== Assigned task ==
Work out how many lines in the records contain the word "woman", and give that number alone.

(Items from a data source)
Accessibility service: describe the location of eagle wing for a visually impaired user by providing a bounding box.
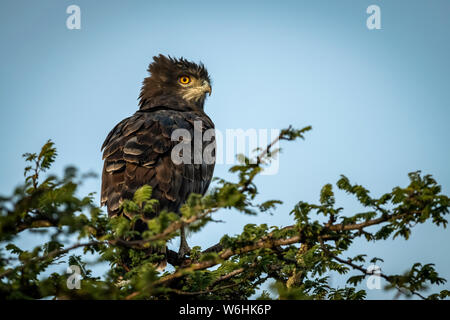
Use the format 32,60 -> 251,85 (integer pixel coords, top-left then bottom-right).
101,109 -> 215,218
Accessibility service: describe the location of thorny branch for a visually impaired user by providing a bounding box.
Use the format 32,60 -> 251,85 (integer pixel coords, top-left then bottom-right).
318,237 -> 427,300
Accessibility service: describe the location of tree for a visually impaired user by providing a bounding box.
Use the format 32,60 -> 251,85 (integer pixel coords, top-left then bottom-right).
0,126 -> 448,300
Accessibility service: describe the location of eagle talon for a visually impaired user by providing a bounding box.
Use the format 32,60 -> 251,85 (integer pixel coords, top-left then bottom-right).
178,243 -> 191,259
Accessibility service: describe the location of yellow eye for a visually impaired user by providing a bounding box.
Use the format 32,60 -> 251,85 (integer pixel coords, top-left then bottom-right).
179,76 -> 191,84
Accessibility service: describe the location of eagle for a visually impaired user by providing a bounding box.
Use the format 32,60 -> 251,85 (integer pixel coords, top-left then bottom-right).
100,54 -> 215,260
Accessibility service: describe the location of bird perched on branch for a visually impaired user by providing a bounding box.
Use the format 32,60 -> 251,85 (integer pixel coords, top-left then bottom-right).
101,54 -> 215,261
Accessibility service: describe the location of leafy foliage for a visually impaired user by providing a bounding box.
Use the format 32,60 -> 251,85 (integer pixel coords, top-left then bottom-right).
0,127 -> 449,300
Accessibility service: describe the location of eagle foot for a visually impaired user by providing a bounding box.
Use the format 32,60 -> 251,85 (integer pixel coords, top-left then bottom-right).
178,227 -> 191,259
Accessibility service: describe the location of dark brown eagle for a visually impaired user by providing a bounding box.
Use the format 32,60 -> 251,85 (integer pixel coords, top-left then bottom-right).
101,54 -> 215,259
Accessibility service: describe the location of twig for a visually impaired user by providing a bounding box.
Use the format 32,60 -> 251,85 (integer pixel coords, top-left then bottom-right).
318,237 -> 427,300
0,241 -> 104,279
111,208 -> 217,248
170,283 -> 240,296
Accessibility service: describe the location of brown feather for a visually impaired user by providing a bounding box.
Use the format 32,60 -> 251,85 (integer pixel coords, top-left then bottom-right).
101,55 -> 215,221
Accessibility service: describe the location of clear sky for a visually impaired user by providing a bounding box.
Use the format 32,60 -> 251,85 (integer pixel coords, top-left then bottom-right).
1,0 -> 449,299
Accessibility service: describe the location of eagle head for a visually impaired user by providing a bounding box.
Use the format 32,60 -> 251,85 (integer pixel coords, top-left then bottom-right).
138,54 -> 212,111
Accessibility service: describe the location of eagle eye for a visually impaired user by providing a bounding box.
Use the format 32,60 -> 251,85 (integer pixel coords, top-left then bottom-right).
179,76 -> 191,85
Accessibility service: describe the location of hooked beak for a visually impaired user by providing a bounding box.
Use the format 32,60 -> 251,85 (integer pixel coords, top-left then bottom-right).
203,81 -> 212,96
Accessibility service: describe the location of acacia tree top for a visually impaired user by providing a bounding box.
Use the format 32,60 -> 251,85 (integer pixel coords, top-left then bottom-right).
0,126 -> 448,300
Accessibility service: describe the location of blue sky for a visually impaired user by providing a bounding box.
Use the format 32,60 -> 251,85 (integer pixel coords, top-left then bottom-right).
1,0 -> 449,299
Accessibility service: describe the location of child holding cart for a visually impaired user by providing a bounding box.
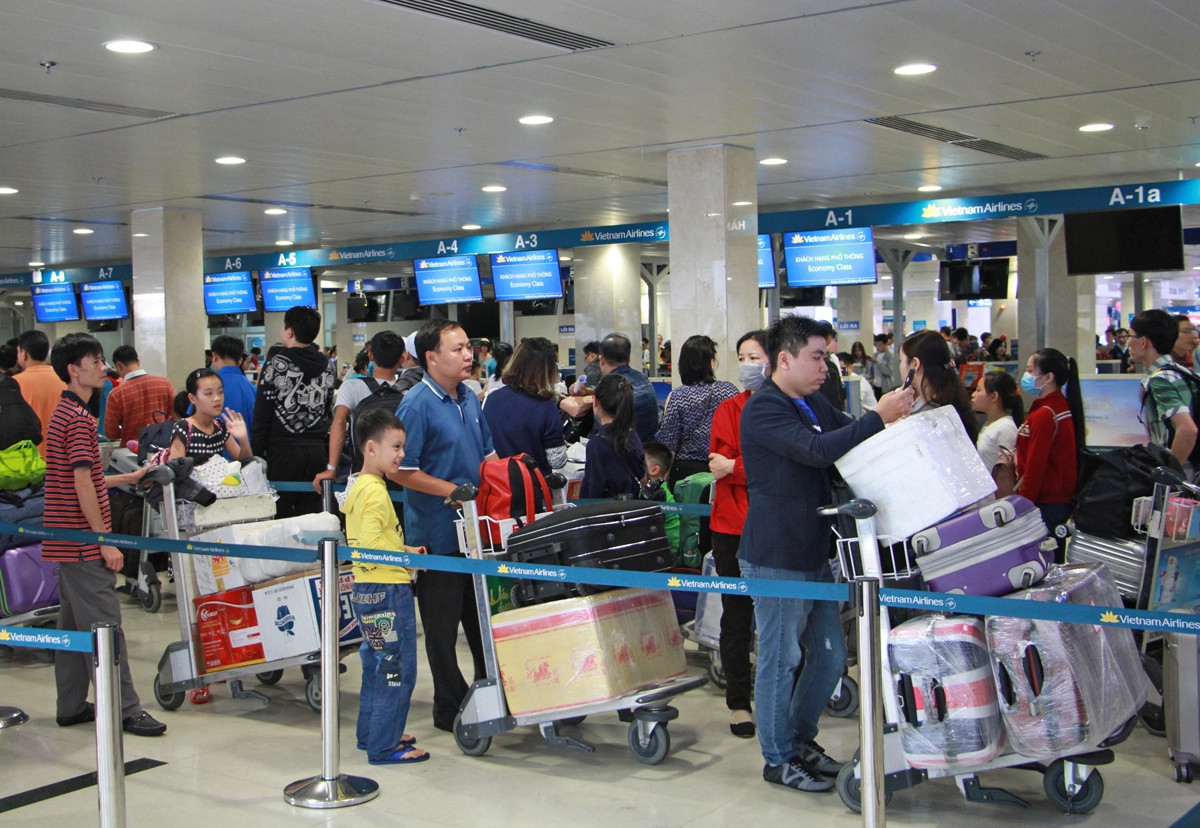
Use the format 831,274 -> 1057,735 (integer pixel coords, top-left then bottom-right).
343,407 -> 428,765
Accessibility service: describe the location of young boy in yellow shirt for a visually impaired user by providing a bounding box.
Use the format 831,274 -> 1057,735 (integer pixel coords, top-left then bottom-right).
343,407 -> 428,764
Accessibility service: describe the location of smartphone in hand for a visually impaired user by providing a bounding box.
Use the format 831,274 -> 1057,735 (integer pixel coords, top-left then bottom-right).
902,367 -> 916,390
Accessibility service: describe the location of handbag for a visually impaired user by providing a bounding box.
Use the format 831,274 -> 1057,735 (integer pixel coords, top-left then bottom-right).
0,439 -> 46,491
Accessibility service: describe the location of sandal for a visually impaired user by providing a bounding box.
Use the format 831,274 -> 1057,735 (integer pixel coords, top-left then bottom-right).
368,745 -> 430,765
358,734 -> 416,751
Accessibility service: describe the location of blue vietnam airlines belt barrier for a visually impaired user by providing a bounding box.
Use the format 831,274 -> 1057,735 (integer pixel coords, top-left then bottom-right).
3,519 -> 1199,638
0,625 -> 93,652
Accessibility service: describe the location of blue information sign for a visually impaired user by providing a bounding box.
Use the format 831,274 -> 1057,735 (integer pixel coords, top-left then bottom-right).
783,227 -> 877,287
757,235 -> 776,288
203,271 -> 257,315
259,267 -> 316,312
489,249 -> 562,302
79,281 -> 129,321
32,283 -> 79,323
413,255 -> 483,306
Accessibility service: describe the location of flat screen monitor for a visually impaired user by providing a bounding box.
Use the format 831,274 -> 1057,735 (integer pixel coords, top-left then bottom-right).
1064,205 -> 1184,275
757,234 -> 776,289
203,271 -> 257,315
778,286 -> 827,307
783,227 -> 876,287
259,266 -> 316,312
413,255 -> 483,306
1078,376 -> 1147,448
79,281 -> 130,321
32,283 -> 79,323
489,249 -> 563,302
939,260 -> 978,300
976,258 -> 1009,299
390,291 -> 421,320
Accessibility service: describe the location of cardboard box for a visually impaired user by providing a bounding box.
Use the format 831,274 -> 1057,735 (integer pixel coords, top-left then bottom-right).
194,587 -> 265,673
192,554 -> 247,596
252,565 -> 360,662
491,588 -> 686,717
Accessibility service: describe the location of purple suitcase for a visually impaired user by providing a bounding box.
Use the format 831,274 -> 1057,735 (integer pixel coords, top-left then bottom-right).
0,543 -> 59,616
911,496 -> 1052,596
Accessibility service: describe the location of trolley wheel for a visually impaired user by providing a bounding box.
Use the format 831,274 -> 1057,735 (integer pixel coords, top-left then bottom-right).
153,675 -> 185,711
707,648 -> 727,690
1177,764 -> 1194,784
305,675 -> 321,712
256,670 -> 284,685
454,714 -> 492,757
510,582 -> 531,609
137,583 -> 162,614
1139,654 -> 1166,737
1043,760 -> 1104,814
558,715 -> 586,727
627,722 -> 670,765
836,759 -> 892,814
825,675 -> 859,718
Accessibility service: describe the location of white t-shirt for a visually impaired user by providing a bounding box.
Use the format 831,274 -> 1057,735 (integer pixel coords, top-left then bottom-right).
334,375 -> 396,413
976,415 -> 1018,471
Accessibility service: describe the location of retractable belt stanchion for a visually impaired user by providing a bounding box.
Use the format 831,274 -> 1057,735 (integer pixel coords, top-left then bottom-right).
285,480 -> 379,808
93,621 -> 126,828
854,578 -> 886,828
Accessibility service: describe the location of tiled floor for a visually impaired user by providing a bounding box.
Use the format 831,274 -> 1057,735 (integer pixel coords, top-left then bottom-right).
2,590 -> 1199,827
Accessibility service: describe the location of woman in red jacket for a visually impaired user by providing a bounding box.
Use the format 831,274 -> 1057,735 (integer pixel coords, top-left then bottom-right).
1015,347 -> 1085,560
707,330 -> 769,738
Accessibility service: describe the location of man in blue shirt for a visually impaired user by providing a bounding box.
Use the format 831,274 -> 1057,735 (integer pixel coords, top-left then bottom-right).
739,315 -> 911,794
210,335 -> 257,425
598,333 -> 658,442
395,319 -> 496,731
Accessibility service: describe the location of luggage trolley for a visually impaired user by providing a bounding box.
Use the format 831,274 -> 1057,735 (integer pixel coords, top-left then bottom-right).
151,479 -> 357,712
452,491 -> 707,764
826,498 -> 1120,815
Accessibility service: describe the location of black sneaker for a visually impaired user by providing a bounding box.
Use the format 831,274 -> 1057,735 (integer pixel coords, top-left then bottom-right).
763,758 -> 834,793
56,702 -> 95,727
122,711 -> 167,737
800,739 -> 845,776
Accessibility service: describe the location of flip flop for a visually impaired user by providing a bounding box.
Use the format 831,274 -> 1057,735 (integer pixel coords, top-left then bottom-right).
368,746 -> 430,765
358,735 -> 416,751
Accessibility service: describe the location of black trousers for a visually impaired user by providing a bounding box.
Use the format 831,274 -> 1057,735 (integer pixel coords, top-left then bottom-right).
415,568 -> 487,727
713,530 -> 755,712
268,442 -> 325,518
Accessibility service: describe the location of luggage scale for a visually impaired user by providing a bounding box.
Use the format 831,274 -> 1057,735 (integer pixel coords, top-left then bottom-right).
824,498 -> 1121,815
452,487 -> 707,765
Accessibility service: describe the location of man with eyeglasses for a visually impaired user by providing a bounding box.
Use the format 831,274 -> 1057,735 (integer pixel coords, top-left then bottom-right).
1173,314 -> 1199,371
1130,310 -> 1199,475
1105,328 -> 1133,374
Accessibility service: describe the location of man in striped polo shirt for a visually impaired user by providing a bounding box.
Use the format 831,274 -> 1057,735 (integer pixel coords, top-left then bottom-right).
45,332 -> 165,737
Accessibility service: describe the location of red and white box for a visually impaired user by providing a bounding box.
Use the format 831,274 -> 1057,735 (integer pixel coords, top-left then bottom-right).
194,586 -> 264,673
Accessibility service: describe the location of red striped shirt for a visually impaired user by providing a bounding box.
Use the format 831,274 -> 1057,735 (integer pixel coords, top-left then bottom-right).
103,372 -> 175,443
43,391 -> 111,563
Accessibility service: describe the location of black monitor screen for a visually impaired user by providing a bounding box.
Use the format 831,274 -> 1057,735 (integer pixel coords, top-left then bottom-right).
1064,205 -> 1184,275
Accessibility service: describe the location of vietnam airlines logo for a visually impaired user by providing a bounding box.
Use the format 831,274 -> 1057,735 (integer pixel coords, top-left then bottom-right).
205,275 -> 213,283
351,550 -> 361,559
580,230 -> 595,242
667,576 -> 682,588
419,260 -> 430,268
790,234 -> 803,245
328,251 -> 341,261
97,535 -> 105,543
0,629 -> 10,641
495,255 -> 507,264
497,564 -> 510,574
1100,611 -> 1119,624
921,203 -> 944,219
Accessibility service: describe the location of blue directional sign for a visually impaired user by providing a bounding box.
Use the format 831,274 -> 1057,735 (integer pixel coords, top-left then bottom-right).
783,227 -> 877,287
202,271 -> 257,315
79,281 -> 129,321
31,283 -> 79,323
757,235 -> 776,288
259,267 -> 316,312
489,249 -> 562,302
413,255 -> 483,306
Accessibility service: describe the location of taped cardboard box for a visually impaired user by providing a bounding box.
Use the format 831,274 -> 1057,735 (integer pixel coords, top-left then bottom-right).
251,565 -> 360,662
194,586 -> 265,672
492,588 -> 686,717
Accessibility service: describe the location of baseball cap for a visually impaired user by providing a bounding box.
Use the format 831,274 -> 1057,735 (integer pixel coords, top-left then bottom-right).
403,332 -> 417,360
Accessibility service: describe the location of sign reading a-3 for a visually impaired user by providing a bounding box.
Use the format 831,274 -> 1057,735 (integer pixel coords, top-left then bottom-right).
203,271 -> 257,314
757,234 -> 776,288
259,267 -> 316,312
413,255 -> 483,306
489,249 -> 562,302
783,227 -> 877,287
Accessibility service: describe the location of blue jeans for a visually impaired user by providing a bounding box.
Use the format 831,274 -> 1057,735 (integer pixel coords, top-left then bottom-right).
352,582 -> 417,761
739,560 -> 846,767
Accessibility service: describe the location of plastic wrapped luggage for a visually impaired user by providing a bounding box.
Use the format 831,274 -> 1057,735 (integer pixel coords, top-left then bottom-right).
1065,531 -> 1147,602
985,564 -> 1149,759
0,543 -> 58,617
190,512 -> 338,594
1164,609 -> 1200,781
177,492 -> 278,533
888,615 -> 1005,769
0,485 -> 44,553
502,501 -> 672,606
690,551 -> 723,650
911,495 -> 1052,596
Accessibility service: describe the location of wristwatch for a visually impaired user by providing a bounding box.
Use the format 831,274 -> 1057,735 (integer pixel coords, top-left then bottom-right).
326,464 -> 337,472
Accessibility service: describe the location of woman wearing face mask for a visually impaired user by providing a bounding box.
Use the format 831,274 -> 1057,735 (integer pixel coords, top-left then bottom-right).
1014,348 -> 1085,556
706,330 -> 769,738
898,329 -> 979,443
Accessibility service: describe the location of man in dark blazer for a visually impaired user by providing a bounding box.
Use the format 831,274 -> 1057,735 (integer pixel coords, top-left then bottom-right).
739,315 -> 913,793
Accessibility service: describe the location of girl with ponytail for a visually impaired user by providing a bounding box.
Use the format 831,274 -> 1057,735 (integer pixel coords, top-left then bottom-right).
898,329 -> 979,443
972,370 -> 1023,494
581,372 -> 646,498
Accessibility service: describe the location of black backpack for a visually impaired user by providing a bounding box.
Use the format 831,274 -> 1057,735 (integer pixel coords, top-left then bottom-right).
1148,363 -> 1200,467
1073,443 -> 1180,539
135,410 -> 175,464
348,377 -> 405,472
0,376 -> 42,451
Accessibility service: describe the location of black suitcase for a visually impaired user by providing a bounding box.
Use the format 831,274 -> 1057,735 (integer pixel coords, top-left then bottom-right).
502,500 -> 672,606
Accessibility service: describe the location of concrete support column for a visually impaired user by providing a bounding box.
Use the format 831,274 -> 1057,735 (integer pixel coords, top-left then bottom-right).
667,144 -> 759,385
834,284 -> 874,345
1017,216 -> 1094,370
572,244 -> 642,351
131,208 -> 206,387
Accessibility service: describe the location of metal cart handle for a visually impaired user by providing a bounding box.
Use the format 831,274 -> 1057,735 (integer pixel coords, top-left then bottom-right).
817,499 -> 878,520
1153,465 -> 1200,497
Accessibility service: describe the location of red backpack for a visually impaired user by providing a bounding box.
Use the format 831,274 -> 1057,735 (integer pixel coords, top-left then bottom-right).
476,454 -> 553,544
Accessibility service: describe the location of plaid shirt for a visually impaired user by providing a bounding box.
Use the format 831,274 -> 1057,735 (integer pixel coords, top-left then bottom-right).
103,371 -> 175,443
1142,355 -> 1195,450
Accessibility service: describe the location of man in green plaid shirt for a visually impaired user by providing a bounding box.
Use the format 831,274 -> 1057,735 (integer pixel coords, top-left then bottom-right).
1131,309 -> 1198,472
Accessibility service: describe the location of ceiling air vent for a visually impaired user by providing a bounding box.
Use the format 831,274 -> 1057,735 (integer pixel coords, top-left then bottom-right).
867,116 -> 1046,162
0,87 -> 177,120
374,0 -> 614,50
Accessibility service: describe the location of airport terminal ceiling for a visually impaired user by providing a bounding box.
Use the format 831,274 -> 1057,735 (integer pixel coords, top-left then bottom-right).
1,0 -> 1200,273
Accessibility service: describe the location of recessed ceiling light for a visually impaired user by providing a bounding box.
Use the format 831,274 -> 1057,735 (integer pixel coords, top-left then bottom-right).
759,157 -> 787,166
918,184 -> 943,192
518,115 -> 554,126
104,39 -> 155,54
903,233 -> 925,240
28,261 -> 44,267
12,301 -> 23,307
1193,265 -> 1200,271
732,201 -> 752,206
215,156 -> 246,165
275,240 -> 293,246
132,232 -> 148,237
431,191 -> 452,196
894,63 -> 937,75
73,228 -> 94,235
481,185 -> 507,193
1079,122 -> 1114,132
462,224 -> 482,231
0,187 -> 18,195
559,255 -> 572,262
264,207 -> 287,215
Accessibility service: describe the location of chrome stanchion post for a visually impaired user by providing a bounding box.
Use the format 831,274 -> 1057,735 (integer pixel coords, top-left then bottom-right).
93,622 -> 126,828
284,536 -> 379,808
855,577 -> 885,828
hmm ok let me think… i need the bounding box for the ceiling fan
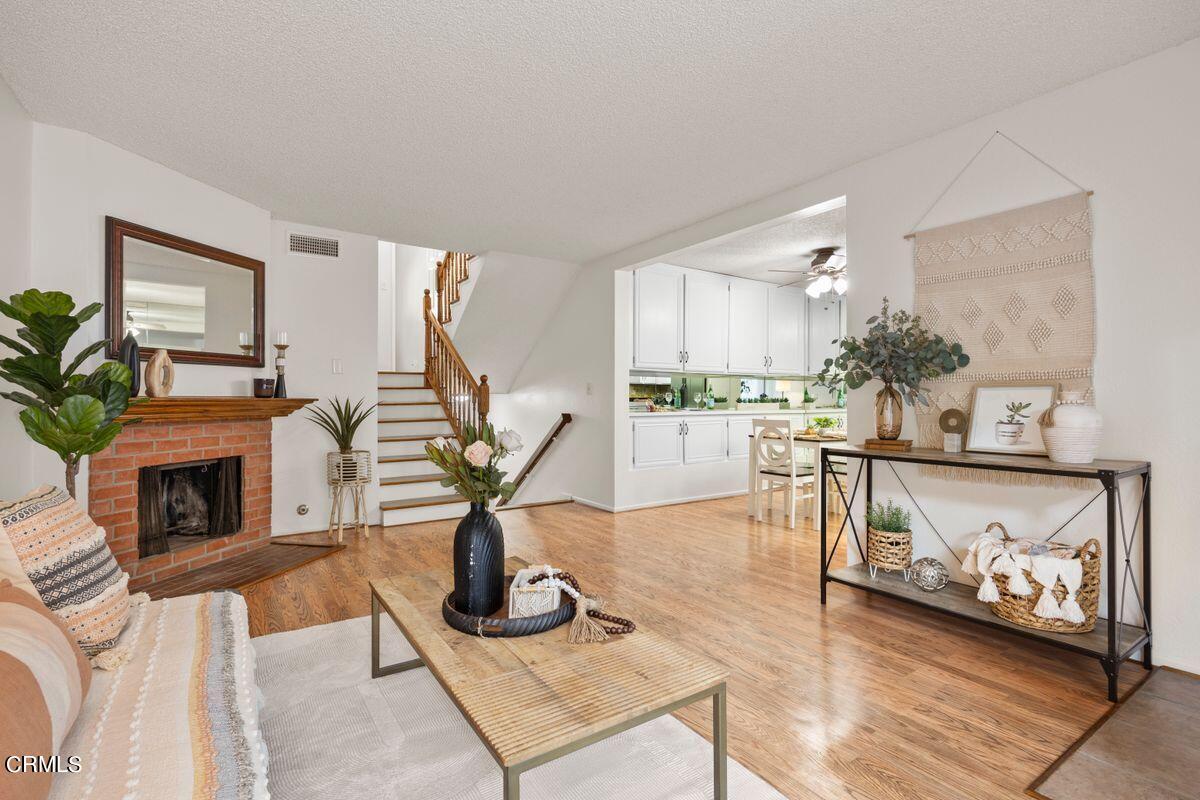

== Output of the exercise ==
2